Text:

Luna Lily Origin Story
It all started with a doodle. My daughter Lily was four at the time. Below is a drawing I made at the end of December 2004. Nothing became of it at the time, but the image stuck in the back of my mind.
The sketch that started it all
The sketch that started it all
Time passed, my daughter was now seven. I still wanted to make a story for her and felt stressed. I struggled to come up with something. I wrote a rough draft and storyboarded all the pages about a girl who lived all alone on the moon and studied nature on earth with the use of a giant telescope to observe the earth’s natural wonders in an attempt to bring life to the moon. I tried to make it rhyme like a Dr. Seuss book, but it did not succeed. The text will forever be on paper in a folder.
Illustrations from my rhyming children's book. Words not included.
Illustrations from my rhyming children's book. Words not included.
This is the children's book cover I did. That dedication page will have to wait.
This is the children's book cover I did. That dedication page will have to wait.
I then dropped the rhyme and wrote a thirty-two-page picture book that went through many revisions. The concept kept growing and eventually had too much text for a picture book. I shelved it again, and for a short period, I thought it would be a great TV series. I changed the story to meet a very young audience (ages 2-5). That did not work out for many reasons, and so I moved on. As a creator, you search for the right place for your story, and when you can write, draw, and animate, you explore the possibility. I was good at storyboards so, I thought I would create a cartoon pitch. I did it, and it did not feel right. I had changed the heart of the story. Lily was a know-it-all do-gooder who was invincible and had all these quirky friends to take on adventures. I felt I sold her out. I dropped it and never looked back. I learned never to try to write stories you think people will like. You have to write stories you love! 
LUNA LILY TV Show concept.

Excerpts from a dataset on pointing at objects
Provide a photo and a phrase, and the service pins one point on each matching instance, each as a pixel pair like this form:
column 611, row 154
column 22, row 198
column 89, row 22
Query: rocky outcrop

Requirement 1: Copy a passage of the Luna Lily origin story verbatim, starting at the words "Luna Lily Origin" and ending after "in a folder.".
Requirement 2: Carry the Luna Lily origin story forward from the point where it ends.
The items come from a separate source, not from the Luna Lily origin story.

Exercise answer 1:
Luna Lily Origin Story
It all started with a doodle. My daughter Lily was four at the time. Below is a drawing I made at the end of December 2004. Nothing became of it at the time, but the image stuck in the back of my mind.
The sketch that started it all
The sketch that started it all
Time passed, my daughter was now seven. I still wanted to make a story for her and felt stressed. I struggled to come up with something. I wrote a rough draft and storyboarded all the pages about a girl who lived all alone on the moon and studied nature on earth with the use of a giant telescope to observe the earth’s natural wonders in an attempt to bring life to the moon. I tried to make it rhyme like a Dr. Seuss book, but it did not succeed. The text will forever be on paper in a folder.

Exercise answer 2:
LUNA LILY TV Show concept.
After the TV show distraction, I went back to writing again. I decided all the detail I crammed into the original picture book would be expanded into a chapter book! The story grew fast, and I felt I was on the right track again. It took little bits of my spare time to get it done but, I finished. I ended up with twenty chapters which came to 200 pages, at 47,000 words. I had it professionally edited, and it felt like I was finally going to get something printed! 
In 2017 I decided to join The Writers’ Loft in Sherborn, Ma. I went to my first meeting, where I introduced my story. My first meeting was a real eye-opener. It was there I learned I still had further to go. I received a lot of positive feedback on my drawings, but the story prompted many good questions and comments. When I left, I felt discouraged, but they were a good group. I knew I had a good story. I only needed to fine-tune my craft and keep working at it and read more.
My Chapter book cover, inside pages, and  illustrations.
My Chapter book cover, inside pages, and illustrations.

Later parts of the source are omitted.